### Task requirements
Every line of the data must be copied exactly.

### Data lines

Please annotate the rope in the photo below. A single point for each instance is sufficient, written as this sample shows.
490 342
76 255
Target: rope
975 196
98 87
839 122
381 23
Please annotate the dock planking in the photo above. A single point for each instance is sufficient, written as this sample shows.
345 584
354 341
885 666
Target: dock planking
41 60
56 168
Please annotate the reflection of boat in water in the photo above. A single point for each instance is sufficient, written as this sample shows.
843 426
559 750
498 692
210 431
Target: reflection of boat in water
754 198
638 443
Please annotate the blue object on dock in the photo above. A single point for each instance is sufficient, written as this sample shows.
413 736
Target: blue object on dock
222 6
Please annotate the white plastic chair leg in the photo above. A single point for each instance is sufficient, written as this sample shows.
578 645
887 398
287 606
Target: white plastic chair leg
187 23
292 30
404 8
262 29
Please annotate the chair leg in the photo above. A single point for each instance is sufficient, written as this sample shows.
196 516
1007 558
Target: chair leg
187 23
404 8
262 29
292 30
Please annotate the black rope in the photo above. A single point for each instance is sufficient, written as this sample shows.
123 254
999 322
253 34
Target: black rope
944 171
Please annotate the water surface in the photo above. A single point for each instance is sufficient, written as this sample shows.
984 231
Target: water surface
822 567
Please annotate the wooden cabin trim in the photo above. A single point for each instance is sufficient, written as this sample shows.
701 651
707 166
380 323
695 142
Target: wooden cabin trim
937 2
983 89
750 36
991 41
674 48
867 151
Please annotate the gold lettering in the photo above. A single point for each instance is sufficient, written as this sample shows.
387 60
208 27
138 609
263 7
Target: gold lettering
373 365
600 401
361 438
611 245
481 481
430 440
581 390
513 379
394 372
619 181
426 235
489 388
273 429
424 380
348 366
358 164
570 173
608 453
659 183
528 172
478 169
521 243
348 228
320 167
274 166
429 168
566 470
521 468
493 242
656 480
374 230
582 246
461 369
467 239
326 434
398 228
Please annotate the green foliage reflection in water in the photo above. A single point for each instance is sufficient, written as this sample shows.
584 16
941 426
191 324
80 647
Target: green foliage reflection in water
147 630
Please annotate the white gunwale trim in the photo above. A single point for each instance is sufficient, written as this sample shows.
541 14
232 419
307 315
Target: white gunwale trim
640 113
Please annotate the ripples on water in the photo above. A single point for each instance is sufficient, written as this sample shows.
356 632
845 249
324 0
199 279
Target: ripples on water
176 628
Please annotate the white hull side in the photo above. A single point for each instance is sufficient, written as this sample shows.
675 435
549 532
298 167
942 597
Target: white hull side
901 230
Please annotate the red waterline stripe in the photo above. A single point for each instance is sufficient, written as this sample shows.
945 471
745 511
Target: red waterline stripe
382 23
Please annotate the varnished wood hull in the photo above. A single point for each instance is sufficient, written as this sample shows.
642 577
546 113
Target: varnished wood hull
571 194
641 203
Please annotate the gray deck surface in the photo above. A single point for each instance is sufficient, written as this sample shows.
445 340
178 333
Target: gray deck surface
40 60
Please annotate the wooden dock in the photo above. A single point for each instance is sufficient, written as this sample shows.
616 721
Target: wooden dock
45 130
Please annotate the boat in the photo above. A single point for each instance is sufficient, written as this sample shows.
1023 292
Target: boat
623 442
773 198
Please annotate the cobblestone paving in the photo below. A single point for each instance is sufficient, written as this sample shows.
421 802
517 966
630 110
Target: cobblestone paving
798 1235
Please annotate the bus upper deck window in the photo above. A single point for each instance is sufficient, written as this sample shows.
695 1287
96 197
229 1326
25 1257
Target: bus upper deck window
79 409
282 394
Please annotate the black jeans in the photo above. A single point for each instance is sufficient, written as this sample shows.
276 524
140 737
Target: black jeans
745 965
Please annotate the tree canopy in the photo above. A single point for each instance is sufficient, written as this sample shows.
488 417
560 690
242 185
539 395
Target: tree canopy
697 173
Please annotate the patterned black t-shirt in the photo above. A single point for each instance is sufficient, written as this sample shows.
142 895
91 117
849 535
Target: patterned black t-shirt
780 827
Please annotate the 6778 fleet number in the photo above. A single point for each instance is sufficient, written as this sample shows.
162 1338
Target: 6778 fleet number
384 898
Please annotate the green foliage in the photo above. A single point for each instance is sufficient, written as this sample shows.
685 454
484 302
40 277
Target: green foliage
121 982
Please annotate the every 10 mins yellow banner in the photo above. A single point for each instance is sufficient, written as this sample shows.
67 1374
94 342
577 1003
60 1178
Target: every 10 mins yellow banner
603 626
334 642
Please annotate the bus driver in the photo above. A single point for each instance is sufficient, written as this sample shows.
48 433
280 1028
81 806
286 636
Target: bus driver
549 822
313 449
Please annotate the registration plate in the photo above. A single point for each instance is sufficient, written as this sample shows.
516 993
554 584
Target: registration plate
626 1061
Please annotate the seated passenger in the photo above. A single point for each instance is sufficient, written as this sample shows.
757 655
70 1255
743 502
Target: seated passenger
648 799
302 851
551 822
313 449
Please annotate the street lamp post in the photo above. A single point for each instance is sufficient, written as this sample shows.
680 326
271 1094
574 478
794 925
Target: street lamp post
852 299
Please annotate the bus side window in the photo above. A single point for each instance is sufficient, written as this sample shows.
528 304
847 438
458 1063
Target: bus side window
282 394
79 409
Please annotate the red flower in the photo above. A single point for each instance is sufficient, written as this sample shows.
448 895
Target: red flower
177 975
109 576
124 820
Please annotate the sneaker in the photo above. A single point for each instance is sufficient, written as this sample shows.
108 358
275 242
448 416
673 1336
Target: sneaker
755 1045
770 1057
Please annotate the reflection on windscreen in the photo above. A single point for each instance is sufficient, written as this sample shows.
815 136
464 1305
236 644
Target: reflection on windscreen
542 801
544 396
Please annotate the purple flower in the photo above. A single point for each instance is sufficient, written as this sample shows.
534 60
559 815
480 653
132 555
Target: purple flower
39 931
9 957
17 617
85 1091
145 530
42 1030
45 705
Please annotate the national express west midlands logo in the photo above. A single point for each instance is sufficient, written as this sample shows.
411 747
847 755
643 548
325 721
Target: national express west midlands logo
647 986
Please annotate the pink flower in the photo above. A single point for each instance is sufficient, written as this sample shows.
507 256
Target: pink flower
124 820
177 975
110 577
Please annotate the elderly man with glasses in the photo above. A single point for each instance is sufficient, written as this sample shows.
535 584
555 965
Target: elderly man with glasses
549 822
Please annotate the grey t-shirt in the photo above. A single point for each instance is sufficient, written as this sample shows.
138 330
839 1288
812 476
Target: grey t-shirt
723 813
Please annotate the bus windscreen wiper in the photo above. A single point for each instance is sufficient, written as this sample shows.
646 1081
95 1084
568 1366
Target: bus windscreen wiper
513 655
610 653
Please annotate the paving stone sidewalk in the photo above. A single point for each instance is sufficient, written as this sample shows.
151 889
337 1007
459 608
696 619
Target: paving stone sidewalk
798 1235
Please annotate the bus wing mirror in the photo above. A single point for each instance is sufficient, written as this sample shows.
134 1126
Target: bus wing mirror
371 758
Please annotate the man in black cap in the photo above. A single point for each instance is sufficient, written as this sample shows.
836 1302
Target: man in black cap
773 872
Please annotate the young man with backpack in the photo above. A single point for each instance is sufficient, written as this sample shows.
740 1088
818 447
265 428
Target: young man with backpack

### Exercise response
Please annotate the rope in the photo below. A single point for each instance is sufficient, written as this sample shows.
490 342
76 255
Target: rope
975 196
98 87
839 122
381 23
Please annotate the dock planking in the photo above. A single point for each instance is sufficient, written as this sample shows.
345 584
354 341
885 666
Target: dock planking
41 60
56 168
Please annotate the reflection of boat in water in the photo above. A single point for each instance is sufficient, written as this sample shows.
843 426
559 750
498 692
210 431
Target: reflection of boat in water
754 198
638 443
Please annotate the blue object on dock in the photo above. A single point for each instance is sufficient, written as this sample shows.
413 736
Target: blue object on dock
222 6
Please annotate the white plastic chair leg in the photo above. A single point for each instance is sufficient, written as this sample shows.
578 645
887 398
287 606
Target: white plastic chair leg
187 23
292 30
404 8
262 29
Please annotate the chair leg in the photo above. A single point for each instance is sufficient, written as this sample shows.
196 516
1007 558
Target: chair leg
187 23
404 8
262 29
292 30
Please annotate the black rope in the photo above. A single point for each instance is sufficient, written as this sample shows.
123 254
999 322
253 34
Target: black rope
944 171
Please annotate the water surface in the photo above. A single point for each instance is sufficient, written as this sample shows.
984 231
Target: water surface
822 567
Please annotate the wooden cabin trim in the photo above. A single point for each instance is sufficient, written as this sample shows.
701 651
707 166
380 323
695 142
Target: wooden cabin trim
937 2
983 89
750 36
991 41
674 48
867 151
Please annotate the gold lettering in the photo above. A single point for each instance is sufficient, written as this sample shows.
387 60
208 27
138 609
263 7
Target: gold lettering
373 365
600 401
361 438
611 245
481 481
430 440
581 390
513 379
394 372
619 181
426 235
489 388
273 429
424 380
348 366
358 164
570 173
608 453
659 183
528 172
478 169
521 243
348 228
320 167
274 166
429 168
566 470
521 468
493 242
656 480
374 230
582 246
461 369
467 239
326 434
398 228
Please annotate the green foliage reflection in water in the photo above. A single point for each instance is sufficient, written as this sample shows.
584 16
941 426
191 324
80 647
Target: green foliage reflection in water
147 630
Please annotate the white gunwale trim in the photo above. A single point for each instance is sufficient, written as this sample shows.
541 14
232 419
307 315
Target: white gunwale trim
640 113
Please annotate the ripples on water in the photo above. A single point for each instance is sufficient, written as this sample shows.
356 632
845 249
324 0
199 279
Target: ripples on water
176 628
Please annotate the white hull side in the photo above. A single point for each instance is sufficient, written as this sample shows.
675 435
549 532
298 167
942 597
Target: white hull side
901 230
Please annotate the red waterline stripe in the photo above. A single point for each instance is sufficient, written as this sample shows.
945 471
745 511
Target: red waterline stripe
382 23
Please annotate the varnished wood hull in the photo above. A single point for each instance is sufficient, written as this sample shows.
642 577
546 113
Target: varnished wood hull
571 194
641 203
Please annotate the gray deck surface in the photo above. A single point for each instance is sufficient, written as this sample shows.
445 340
178 333
Target: gray deck surface
40 60
Please annotate the wooden dock in the photo above. A single point for each instance is sufficient, written as this sample shows.
616 721
Target: wooden dock
45 130
Please annotate the boat in the photo above. A single point for each instance is sufficient, written as this sample shows.
1023 292
Target: boat
623 442
773 198
Please annotate the cobblestone paving in the photo below. A single point for each instance is sufficient, written as this sample shows.
421 802
517 966
630 110
Target: cobblestone paving
798 1235
Please annotate the bus upper deck window in the photo above. A single point for each instance is sufficient, written as this sample shows.
695 1287
96 197
229 1326
25 1257
Target: bus upper deck window
79 409
282 394
Please annotate the black jeans in the photo above. A single point for each instance is sufficient, written as this sample shows.
276 524
140 737
Target: black jeans
745 965
Please annotate the tree canopy in the photo above. A single point for each instance is sufficient, written as this sample shows.
488 417
560 690
242 185
539 395
Target: tree canopy
697 173
Please annotate the patterned black t-shirt in the photo above. A single point for each instance is sufficient, written as this sample shows.
142 895
91 117
849 535
Target: patterned black t-shirt
780 827
Please annotate the 6778 fleet number in the photo above. A single point for each instance is sufficient, written as this sample shows.
162 1338
Target: 6778 fleet number
384 898
Please annotate the green foliage in the photo above. A single point for each instance is sufficient, written as this sample shows.
685 454
484 302
40 277
Target: green foliage
121 982
Please annotate the every 10 mins yellow banner in the photo above. A single point for each instance is sufficient, written as this sample shows.
67 1374
94 342
577 1003
60 1178
Target: every 10 mins yellow banner
603 626
334 642
Please annotate the bus driver in the photo above. A single point for each instance is sufficient, written as this sample shows.
48 433
280 1028
81 806
286 636
Target: bus driver
549 822
313 449
Please annotate the registration plate in the photo above. A single point for each instance is sufficient, written as this sample shows.
516 993
554 584
Target: registration plate
626 1061
Please annotate the seated passenger in the photo above. A single point for each instance is sufficient, written as this sample shows.
757 655
70 1255
743 502
Target: seated passenger
648 799
302 851
551 822
313 449
Please annotate the street lamp post in the photo above. A single point for each instance is sufficient, written as this sample shows.
680 326
271 1094
574 478
794 925
Target: street lamp post
852 299
Please annotate the bus side window in the photo above. A single point for each instance is sufficient, written as this sample shows.
528 304
847 438
458 1063
Target: bus side window
282 394
79 409
Please annotate the red flower in the photo above. A single point for each instance is sufficient, written as this sample shows.
448 895
Target: red flower
177 975
109 576
124 820
Please annotate the sneaker in the photo above. A single point for each instance is sufficient, written as this sample shows.
108 358
275 242
448 416
673 1336
Target: sneaker
755 1045
770 1057
Please annotate the reflection on windscreen in the photo above. A single point for each instance is sufficient, written as this sample shows.
815 136
464 1305
236 644
Target: reflection on windscreen
542 801
544 396
Please annotate the purple flower in the photo above. A single point for each instance is sufficient, written as this sample shows.
534 60
559 815
480 653
132 555
Target: purple flower
39 931
9 957
17 617
85 1091
145 530
42 1030
45 705
Please annotate the national express west midlands logo in the photo above. A single point for each instance is sufficient, written as this sample shows.
411 747
847 755
643 548
325 721
Target: national express west midlands logo
647 986
Please annotate the pink flower in the photo above. A single point for each instance is sufficient, written as this sample shows.
507 256
Target: pink flower
124 820
177 975
110 577
Please annotate the elderly man with glasses in the photo above. A single point for each instance is sufficient, written as this sample shows.
535 584
555 965
Target: elderly man with glasses
549 822
Please annotate the grey t-shirt in the photo above. A single point for each instance is sufficient, written as this sample shows.
138 330
839 1288
812 476
Target: grey t-shirt
723 813
Please annotate the bus windscreen wiper in the photo above. A single point for each instance is sufficient, written as this sample shows.
646 1081
95 1084
568 1366
Target: bus windscreen wiper
513 655
610 653
Please annotate the paving stone sidewalk in the photo above. A single point for each instance is sufficient, written as this sample shows.
151 889
337 1007
459 608
696 619
Target: paving stone sidewalk
798 1235
Please annotate the bus wing mirror in the photo above. A single point for each instance is sufficient, written as this sample shows.
134 1126
Target: bus wing mirror
371 758
Please annotate the man in black cap in the photo above. A single point for each instance is sufficient, written as this sample shows.
836 1302
Target: man in black cap
773 872
Please annotate the young man with backpack in the photo above. A single point for each instance is sufficient, written as this sample shows.
740 1088
818 447
265 428
Target: young man with backpack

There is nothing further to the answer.